→ The data
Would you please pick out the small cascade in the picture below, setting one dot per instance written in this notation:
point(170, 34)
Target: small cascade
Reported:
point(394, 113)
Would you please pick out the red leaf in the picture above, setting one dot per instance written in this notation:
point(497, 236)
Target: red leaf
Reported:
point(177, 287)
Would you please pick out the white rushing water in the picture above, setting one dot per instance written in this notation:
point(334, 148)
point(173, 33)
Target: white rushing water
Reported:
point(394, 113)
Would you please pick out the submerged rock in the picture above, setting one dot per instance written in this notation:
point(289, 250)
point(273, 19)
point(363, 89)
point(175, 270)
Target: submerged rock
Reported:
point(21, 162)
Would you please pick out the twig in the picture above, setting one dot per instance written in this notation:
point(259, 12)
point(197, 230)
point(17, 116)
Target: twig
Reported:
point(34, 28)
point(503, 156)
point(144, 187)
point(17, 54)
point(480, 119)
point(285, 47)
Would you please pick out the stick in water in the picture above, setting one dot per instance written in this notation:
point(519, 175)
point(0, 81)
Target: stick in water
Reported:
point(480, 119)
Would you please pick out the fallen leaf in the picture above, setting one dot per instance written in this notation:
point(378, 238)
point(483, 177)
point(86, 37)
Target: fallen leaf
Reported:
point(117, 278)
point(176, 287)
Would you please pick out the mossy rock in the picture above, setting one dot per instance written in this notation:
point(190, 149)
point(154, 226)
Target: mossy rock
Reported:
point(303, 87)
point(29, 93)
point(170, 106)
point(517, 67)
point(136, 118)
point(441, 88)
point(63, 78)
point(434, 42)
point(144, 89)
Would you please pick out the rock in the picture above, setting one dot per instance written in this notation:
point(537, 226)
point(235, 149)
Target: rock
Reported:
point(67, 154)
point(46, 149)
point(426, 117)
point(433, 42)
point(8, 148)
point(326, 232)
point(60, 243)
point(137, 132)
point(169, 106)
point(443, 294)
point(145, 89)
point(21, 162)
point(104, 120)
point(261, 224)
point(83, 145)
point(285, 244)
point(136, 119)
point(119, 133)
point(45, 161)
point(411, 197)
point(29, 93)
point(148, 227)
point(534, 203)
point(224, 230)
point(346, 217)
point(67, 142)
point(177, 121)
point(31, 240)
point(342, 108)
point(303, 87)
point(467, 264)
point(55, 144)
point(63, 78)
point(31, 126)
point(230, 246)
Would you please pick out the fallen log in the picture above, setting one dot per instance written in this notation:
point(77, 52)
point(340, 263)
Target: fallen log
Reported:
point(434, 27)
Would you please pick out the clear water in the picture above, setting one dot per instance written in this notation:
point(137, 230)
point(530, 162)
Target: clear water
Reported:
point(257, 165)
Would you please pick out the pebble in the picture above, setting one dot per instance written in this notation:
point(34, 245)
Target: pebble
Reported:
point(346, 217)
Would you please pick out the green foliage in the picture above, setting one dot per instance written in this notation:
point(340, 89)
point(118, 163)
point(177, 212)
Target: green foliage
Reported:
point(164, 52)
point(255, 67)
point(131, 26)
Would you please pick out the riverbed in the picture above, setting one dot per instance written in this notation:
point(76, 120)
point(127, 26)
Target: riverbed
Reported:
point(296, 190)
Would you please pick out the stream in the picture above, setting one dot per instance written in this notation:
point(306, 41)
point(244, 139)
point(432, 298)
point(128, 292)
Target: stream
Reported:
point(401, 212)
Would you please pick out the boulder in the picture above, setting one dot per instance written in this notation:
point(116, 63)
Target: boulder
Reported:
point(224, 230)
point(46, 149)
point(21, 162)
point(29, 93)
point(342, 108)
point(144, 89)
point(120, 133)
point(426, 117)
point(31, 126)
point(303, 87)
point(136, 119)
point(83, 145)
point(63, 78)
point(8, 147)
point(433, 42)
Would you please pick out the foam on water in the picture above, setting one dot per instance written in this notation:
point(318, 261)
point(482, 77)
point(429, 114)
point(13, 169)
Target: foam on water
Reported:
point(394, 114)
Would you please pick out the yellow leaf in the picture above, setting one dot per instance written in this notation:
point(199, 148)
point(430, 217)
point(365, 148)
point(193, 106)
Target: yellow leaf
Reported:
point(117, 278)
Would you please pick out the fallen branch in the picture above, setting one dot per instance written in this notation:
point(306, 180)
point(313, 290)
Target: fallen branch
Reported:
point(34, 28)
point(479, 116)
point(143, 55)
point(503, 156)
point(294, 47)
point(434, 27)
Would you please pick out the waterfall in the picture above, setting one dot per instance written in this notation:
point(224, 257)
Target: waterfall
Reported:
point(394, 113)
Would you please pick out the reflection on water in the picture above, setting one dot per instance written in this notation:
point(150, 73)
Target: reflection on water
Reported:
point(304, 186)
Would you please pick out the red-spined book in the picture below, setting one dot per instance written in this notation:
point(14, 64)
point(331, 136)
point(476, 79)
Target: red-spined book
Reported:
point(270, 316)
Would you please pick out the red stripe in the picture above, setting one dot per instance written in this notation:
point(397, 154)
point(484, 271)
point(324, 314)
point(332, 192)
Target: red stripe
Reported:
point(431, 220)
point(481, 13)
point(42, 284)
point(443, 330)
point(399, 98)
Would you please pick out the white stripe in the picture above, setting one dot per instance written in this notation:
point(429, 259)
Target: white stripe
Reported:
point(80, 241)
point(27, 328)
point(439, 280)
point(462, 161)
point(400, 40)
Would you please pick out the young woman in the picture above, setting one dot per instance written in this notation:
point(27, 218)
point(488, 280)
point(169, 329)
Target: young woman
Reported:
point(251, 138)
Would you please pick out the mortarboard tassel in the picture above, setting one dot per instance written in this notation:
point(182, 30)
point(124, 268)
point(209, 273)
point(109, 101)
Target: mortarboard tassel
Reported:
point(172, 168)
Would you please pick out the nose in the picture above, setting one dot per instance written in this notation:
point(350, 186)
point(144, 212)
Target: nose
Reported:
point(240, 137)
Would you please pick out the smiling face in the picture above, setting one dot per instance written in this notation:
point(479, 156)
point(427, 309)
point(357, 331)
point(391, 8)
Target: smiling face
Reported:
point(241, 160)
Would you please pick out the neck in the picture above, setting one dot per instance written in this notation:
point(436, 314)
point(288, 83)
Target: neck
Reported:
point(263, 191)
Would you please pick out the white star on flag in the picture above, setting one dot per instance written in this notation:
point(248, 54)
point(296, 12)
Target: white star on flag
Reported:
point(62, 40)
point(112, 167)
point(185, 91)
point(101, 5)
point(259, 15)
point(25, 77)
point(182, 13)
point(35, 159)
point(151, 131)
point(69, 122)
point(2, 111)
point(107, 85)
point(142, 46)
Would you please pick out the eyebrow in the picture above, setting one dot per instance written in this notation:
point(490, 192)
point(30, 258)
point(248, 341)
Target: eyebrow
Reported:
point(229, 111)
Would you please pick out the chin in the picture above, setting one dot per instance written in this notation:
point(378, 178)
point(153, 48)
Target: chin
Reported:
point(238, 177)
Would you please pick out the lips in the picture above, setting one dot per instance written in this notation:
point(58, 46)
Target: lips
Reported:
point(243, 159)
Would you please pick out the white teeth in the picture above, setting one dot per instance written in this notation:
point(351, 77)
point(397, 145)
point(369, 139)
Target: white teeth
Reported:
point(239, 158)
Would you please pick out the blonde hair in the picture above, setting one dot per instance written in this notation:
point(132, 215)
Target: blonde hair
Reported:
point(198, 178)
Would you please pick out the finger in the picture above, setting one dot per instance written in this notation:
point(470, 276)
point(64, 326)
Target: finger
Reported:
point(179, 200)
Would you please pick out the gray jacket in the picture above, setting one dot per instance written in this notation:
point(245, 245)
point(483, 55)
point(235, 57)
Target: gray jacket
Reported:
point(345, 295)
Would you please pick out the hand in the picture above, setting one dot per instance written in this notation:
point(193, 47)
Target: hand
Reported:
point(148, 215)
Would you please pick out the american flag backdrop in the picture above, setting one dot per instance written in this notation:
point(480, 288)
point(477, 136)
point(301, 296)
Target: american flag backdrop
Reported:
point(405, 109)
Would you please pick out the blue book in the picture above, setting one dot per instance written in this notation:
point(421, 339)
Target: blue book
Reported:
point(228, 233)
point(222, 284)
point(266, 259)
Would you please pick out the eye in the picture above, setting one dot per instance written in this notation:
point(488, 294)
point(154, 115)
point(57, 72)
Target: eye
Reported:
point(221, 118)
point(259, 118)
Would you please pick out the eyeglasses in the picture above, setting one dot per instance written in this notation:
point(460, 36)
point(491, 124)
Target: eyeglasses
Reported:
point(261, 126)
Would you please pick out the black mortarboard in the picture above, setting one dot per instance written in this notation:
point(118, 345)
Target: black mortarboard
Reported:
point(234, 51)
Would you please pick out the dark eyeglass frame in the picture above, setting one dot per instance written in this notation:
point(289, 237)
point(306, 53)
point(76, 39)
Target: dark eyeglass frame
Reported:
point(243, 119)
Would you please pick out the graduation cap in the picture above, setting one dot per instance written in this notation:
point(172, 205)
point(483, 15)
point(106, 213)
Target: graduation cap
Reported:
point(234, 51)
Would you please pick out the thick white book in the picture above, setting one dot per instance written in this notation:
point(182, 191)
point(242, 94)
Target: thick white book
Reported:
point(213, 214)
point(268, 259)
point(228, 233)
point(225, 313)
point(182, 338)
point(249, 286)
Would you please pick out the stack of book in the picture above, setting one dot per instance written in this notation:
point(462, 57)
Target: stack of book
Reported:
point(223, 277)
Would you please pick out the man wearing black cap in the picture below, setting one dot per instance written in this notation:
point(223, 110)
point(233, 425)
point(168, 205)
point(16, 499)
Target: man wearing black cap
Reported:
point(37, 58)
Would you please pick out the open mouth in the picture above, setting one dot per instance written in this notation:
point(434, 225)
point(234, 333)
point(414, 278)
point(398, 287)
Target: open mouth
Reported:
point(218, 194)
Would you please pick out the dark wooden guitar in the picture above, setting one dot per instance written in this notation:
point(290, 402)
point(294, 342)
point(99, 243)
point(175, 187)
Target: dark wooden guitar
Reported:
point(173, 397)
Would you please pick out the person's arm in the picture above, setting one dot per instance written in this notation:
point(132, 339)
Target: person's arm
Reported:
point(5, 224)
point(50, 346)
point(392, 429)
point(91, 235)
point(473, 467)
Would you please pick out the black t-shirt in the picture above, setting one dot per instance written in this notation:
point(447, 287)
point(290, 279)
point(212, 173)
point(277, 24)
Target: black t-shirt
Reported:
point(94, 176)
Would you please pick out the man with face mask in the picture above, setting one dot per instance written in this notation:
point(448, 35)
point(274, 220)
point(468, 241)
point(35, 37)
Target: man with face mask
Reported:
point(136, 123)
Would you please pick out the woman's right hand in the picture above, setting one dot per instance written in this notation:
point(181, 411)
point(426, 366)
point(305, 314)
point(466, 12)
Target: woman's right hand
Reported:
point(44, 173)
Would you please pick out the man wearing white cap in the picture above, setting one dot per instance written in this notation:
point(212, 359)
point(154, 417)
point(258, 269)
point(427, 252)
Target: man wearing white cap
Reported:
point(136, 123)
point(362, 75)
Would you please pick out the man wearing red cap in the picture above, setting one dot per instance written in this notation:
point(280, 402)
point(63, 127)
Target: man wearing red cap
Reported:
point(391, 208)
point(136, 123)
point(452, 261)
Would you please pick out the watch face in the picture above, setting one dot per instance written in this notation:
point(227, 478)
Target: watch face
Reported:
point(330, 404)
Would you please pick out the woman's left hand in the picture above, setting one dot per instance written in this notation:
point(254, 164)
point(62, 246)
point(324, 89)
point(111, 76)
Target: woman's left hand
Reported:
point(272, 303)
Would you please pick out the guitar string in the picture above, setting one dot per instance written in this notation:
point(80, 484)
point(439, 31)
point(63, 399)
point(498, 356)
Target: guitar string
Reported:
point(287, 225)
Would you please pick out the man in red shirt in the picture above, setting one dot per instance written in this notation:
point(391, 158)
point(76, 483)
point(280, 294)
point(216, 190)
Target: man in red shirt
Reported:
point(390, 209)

→ To be done
Reproduce the items without alteration, starting at the line containing "Would you please pick out the graduation" and ending at the line containing "point(37, 58)", with both of those lines included.

→ In response
Would you please pick out the graduation cap in the picture above, setting one dot per instance written in this notation:
point(172, 205)
point(483, 15)
point(106, 213)
Target: graduation cap
Reported:
point(234, 51)
Would you please pick out the thick white book in the picture above, setting one dot per instance written in this notation:
point(182, 191)
point(242, 94)
Target: thick white book
Reported:
point(213, 214)
point(268, 259)
point(228, 233)
point(225, 313)
point(182, 338)
point(249, 286)
Would you please pick out the stack of book in the picture above, setting one dot per instance written in this notation:
point(462, 57)
Target: stack of book
Reported:
point(223, 277)
Would you please pick out the man wearing black cap in the picture below, setting one dot per instance written in this notation:
point(223, 110)
point(233, 425)
point(168, 205)
point(16, 499)
Target: man wearing black cap
Reported:
point(37, 58)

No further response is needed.